─── TEXT ───

Don D'Ambra (born May 5, 1972 in Philadelphia) is a retired American soccer forward who currently coaches the Saint Joseph's University men's soccer team.

Player

Youth
D'Ambra graduated from Northeast Catholic High School.  He then attended Saint Joseph's University, playing soccer there from 1990 to 1994. He scored 41 goals and 102 points during his career, setting school records in both categories.  He additionally holds school records for goals in a season with 15, and points in a season with 38. He is the only player from Saint Joseph's ever to be named Atlantic 10 player of the year.

─── ENTRIES SHOWN ───

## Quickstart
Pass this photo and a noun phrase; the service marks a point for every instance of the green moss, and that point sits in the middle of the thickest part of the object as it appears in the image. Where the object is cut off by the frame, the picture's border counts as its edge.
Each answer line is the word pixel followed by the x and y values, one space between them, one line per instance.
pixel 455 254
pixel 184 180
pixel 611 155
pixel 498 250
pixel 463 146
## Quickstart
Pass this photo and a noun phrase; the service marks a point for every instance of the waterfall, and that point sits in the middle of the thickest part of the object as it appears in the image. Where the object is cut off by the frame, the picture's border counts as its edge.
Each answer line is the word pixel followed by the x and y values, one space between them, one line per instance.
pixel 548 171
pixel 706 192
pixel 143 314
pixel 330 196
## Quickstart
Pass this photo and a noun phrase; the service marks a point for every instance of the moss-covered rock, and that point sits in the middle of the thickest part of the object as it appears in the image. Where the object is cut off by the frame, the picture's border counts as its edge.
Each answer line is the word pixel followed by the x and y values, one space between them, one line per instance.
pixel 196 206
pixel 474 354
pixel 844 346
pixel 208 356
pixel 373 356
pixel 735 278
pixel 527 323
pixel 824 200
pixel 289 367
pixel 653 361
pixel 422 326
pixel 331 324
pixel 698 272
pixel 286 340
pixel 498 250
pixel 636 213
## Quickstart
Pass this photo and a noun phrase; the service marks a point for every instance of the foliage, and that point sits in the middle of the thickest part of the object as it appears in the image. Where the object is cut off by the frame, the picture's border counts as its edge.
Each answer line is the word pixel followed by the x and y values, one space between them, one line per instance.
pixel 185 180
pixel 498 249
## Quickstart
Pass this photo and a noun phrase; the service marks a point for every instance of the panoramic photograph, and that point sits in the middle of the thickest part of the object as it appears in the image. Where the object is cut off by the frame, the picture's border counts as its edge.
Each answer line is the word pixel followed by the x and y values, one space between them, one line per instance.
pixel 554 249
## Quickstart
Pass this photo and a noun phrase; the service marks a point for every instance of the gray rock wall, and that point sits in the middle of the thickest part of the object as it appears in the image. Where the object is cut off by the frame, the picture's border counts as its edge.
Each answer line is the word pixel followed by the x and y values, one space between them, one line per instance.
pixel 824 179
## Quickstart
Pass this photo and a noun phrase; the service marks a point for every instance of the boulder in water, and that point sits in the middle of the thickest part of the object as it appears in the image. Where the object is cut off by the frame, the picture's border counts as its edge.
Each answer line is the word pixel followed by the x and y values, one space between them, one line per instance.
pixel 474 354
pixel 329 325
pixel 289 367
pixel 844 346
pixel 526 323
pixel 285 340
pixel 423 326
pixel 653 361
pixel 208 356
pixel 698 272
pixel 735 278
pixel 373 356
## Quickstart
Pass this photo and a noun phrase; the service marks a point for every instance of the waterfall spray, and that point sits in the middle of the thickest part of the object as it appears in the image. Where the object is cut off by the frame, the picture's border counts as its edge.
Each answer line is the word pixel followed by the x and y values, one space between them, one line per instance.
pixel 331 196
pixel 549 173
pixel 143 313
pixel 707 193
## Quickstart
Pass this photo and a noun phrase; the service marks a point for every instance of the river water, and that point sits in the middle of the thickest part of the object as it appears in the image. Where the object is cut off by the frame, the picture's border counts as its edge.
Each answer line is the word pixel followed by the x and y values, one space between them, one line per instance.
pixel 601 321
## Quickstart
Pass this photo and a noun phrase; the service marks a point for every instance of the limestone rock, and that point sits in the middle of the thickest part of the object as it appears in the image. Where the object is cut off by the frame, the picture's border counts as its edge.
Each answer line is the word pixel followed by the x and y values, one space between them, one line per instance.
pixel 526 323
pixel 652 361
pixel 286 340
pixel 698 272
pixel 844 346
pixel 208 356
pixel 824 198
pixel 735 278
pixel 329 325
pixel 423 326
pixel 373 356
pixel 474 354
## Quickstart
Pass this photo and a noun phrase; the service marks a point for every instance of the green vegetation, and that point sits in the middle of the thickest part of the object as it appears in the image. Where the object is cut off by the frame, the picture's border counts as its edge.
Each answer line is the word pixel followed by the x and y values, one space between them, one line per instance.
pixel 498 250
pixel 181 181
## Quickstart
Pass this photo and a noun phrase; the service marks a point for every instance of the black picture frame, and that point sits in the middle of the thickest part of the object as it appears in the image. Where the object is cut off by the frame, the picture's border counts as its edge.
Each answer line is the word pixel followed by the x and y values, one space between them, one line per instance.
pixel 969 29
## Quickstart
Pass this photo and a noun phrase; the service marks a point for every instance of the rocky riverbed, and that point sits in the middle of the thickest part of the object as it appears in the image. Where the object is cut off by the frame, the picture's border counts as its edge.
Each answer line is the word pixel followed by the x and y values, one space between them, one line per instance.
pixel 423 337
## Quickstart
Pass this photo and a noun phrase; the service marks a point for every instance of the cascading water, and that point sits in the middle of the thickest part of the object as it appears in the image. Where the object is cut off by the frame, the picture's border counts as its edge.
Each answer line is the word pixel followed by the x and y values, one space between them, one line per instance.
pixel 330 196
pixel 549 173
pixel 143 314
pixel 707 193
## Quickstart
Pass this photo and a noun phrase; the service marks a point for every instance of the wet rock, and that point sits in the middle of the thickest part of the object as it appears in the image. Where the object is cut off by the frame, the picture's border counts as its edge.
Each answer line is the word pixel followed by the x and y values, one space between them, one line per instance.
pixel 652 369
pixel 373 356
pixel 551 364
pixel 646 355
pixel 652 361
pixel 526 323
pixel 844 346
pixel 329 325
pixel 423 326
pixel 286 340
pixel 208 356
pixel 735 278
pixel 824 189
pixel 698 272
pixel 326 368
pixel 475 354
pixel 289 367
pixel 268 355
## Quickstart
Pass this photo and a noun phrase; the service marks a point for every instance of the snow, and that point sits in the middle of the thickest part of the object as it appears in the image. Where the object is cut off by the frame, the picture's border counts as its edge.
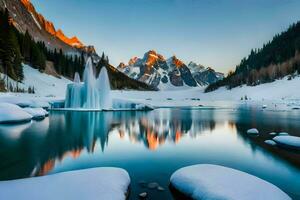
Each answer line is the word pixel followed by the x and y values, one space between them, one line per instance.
pixel 253 131
pixel 10 113
pixel 207 181
pixel 292 142
pixel 96 183
pixel 37 113
pixel 44 84
pixel 285 89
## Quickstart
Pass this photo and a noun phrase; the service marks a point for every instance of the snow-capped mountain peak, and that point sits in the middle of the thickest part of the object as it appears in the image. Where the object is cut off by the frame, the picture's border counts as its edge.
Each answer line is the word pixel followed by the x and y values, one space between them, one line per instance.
pixel 162 73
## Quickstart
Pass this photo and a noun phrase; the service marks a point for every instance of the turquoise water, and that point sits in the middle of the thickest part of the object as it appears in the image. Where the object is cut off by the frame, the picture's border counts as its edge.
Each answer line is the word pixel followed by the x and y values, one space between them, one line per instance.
pixel 152 145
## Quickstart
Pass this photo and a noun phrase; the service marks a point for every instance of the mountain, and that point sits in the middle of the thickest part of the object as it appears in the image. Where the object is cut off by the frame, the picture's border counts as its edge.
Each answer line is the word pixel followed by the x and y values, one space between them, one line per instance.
pixel 25 17
pixel 27 37
pixel 276 59
pixel 156 71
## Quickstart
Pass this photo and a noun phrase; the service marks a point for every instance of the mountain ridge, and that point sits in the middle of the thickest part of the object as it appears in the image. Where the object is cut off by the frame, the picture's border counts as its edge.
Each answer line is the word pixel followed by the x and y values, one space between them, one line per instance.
pixel 157 71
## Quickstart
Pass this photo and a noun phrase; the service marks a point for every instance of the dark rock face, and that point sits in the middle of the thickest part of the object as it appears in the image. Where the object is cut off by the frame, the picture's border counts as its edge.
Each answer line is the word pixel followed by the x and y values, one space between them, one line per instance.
pixel 187 76
pixel 207 77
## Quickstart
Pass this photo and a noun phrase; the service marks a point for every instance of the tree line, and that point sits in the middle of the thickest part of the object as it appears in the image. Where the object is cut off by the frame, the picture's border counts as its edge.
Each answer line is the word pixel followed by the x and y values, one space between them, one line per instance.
pixel 16 47
pixel 276 59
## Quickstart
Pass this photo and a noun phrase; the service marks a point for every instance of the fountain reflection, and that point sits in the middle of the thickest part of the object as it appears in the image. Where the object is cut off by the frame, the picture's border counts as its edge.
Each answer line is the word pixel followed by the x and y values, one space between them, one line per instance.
pixel 70 134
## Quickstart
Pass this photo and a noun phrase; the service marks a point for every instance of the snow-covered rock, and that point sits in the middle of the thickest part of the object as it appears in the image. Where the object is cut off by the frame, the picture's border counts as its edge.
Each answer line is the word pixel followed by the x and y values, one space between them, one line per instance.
pixel 283 134
pixel 206 181
pixel 270 142
pixel 253 131
pixel 292 142
pixel 43 84
pixel 37 113
pixel 89 184
pixel 10 113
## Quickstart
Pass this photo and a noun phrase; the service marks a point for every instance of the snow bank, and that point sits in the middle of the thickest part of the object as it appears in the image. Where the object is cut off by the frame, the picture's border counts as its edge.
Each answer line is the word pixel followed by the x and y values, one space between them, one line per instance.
pixel 253 131
pixel 217 182
pixel 292 142
pixel 44 84
pixel 96 183
pixel 37 113
pixel 10 113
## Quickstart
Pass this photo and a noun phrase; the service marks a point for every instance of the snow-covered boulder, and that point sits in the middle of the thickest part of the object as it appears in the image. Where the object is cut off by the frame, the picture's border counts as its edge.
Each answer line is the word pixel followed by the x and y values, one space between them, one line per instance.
pixel 97 183
pixel 10 113
pixel 253 131
pixel 37 113
pixel 292 142
pixel 207 181
pixel 270 142
pixel 283 134
pixel 40 104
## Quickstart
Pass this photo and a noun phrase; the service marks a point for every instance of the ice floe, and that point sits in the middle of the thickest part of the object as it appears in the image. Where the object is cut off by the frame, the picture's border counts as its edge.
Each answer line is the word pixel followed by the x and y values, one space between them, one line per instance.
pixel 270 142
pixel 37 113
pixel 10 113
pixel 207 181
pixel 253 131
pixel 292 142
pixel 96 183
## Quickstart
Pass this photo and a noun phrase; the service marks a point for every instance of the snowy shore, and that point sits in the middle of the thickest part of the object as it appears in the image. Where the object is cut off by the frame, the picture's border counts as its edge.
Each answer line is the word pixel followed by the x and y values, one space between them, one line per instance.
pixel 96 183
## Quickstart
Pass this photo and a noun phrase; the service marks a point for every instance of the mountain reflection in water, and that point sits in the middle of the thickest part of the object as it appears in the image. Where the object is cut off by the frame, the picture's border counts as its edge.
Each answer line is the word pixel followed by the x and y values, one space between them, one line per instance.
pixel 70 133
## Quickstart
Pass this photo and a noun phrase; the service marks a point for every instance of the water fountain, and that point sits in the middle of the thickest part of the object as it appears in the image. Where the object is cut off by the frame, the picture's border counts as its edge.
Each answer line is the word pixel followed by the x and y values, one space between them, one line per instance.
pixel 94 93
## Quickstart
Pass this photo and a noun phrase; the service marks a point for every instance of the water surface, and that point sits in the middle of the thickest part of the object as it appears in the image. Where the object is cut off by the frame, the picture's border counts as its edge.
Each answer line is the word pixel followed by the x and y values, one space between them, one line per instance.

───

TASK TO COMPLETE:
Extend the text on Don D'Ambra's soccer career, picking up after its final sentence.

RESULT OF THIS EXERCISE:
Professional
He began his professional career with the Milwaukee Wave of the National Professional Soccer League in 1994.  He was a 1994–1995 All Rookie forward. In 1995, D'Ambra spent the outdoor season with the Chicago Stingers of the USISL.  In 1995, he left the Wave for the Philadelphia KiXX' inaugural season.  From 1996 to 2002, he was solely a player for the Kixx, but from 2002 to 2010, he assumed a head coaching role as well.  He currently holds all-time club records for games played (436), points (1020), goals (380), and game winning goals (42). He has reached the 100 point plateau three different seasons, including a career high in 1997–1998.  In 1997 and 1998, D'Ambra played for the Hershey Wildcats in the USISL A-League.  He also returned during the 2009–2010 indoor season to play nine games for the KiXX.

Futsal
In 2003, D'Ambra joined the United States national futsal team and continued to play for it through the 2008 Pan American Games.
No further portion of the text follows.